With the pictures left out, please return exactly the line holding "Question. Identify every instance of the hazy" and each following line until the entries end.

Natural-language object grounding data
┌────────

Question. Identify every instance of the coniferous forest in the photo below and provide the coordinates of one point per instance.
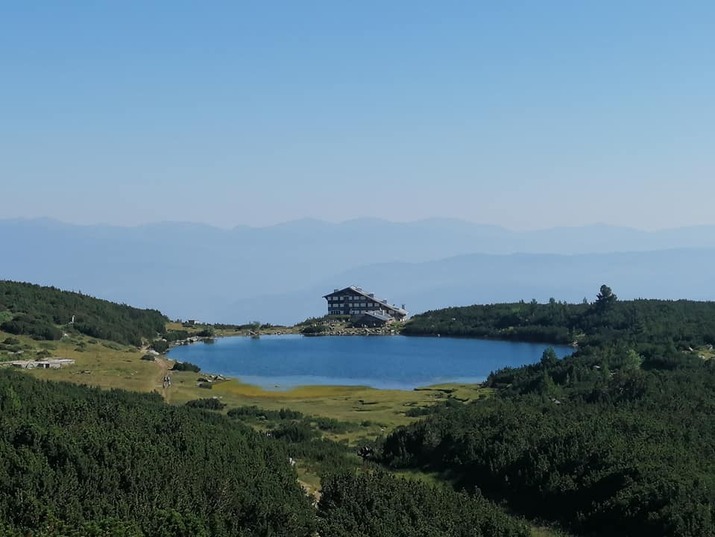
(39, 312)
(617, 439)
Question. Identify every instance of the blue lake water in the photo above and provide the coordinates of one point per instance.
(385, 362)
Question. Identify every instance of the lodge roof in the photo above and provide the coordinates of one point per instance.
(370, 296)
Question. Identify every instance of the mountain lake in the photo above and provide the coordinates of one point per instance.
(384, 362)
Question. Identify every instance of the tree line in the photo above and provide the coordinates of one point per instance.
(617, 439)
(46, 312)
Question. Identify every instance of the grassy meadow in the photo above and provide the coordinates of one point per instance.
(111, 365)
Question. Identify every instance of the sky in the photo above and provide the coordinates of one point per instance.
(525, 114)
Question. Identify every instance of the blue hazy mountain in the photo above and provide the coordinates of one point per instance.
(278, 273)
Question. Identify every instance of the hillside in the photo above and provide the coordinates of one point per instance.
(617, 439)
(240, 275)
(684, 323)
(46, 313)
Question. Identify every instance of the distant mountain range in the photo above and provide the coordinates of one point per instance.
(279, 273)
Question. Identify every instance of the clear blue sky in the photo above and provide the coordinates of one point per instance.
(526, 114)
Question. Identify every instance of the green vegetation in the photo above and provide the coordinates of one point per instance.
(617, 439)
(210, 403)
(74, 460)
(38, 312)
(376, 504)
(186, 366)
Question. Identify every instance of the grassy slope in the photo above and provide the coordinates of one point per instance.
(110, 365)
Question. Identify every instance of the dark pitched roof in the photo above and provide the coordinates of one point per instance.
(359, 291)
(377, 315)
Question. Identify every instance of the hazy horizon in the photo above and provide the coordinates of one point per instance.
(359, 219)
(526, 116)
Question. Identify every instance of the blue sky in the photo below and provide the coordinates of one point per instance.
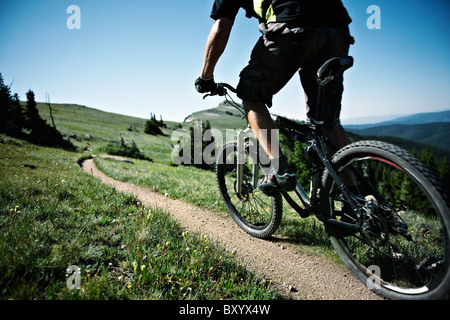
(140, 57)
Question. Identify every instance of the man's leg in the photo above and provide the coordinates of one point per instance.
(280, 178)
(263, 127)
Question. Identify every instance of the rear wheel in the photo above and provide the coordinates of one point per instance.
(256, 213)
(403, 247)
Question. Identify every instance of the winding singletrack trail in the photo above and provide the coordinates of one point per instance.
(296, 275)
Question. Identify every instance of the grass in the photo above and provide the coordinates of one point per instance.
(180, 182)
(56, 216)
(53, 215)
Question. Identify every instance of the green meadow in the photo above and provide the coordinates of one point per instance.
(53, 216)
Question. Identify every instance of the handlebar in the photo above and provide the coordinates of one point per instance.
(221, 90)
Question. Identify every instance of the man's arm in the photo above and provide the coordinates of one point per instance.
(215, 45)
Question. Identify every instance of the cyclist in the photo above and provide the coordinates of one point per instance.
(297, 36)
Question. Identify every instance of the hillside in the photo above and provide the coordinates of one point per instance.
(435, 134)
(224, 116)
(418, 118)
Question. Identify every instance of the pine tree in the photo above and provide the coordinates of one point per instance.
(444, 172)
(33, 120)
(5, 103)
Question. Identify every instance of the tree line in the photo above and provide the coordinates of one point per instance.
(24, 122)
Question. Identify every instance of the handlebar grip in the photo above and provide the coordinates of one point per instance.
(286, 123)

└────────

» Task result:
Question. Identify every instance of the hazy horizon in the photo above and provide the coordinates of one point per instance.
(359, 219)
(526, 116)
Question. Identify every instance of the blue sky in the photo below and provide the coordinates of one point per instance.
(140, 57)
Question. Identify every instance of the man's leg in the photo above and provide the coordinates of one point per instance.
(280, 178)
(263, 127)
Question. Identify every instance of the rear wheel in the photo above and provide the coordinates of one point per instance.
(256, 213)
(403, 247)
Question. Identify every instance of the winding singletrack trail in the photo above and provide the coordinates of one point per instance.
(296, 275)
Question. Identify every instance of the grass in the photo above and provide the coordinates of one point per instance.
(180, 182)
(56, 216)
(53, 215)
Question. Identify every instance of the green meadow in the photo above and provide the coordinates of one point per instance.
(53, 216)
Question. Identify every instance of the handlebar in the photo above and provide the coordinates of one point per instance.
(221, 90)
Question. Identify every instance of the man's arm in the photo above and provide the coordinates of one point per instance.
(215, 45)
Question. Identify every instance of the cyclist in the photo above and provide the coordinates of one point per instance.
(297, 36)
Question. Identify every instance of the hillside in the photo above and provide the coordinates of one point per instance.
(435, 134)
(224, 116)
(418, 118)
Question. Identify every instance of the pine tree in the photo above and provide the coordinates of one point per instance.
(444, 172)
(33, 120)
(5, 103)
Question. Identify every instance of the tree line in the photo above and provide the coordinates of one point per instance.
(24, 122)
Question. Identify every instance of the handlebar grip in the photo above and provide the coordinates of one point per instance.
(286, 123)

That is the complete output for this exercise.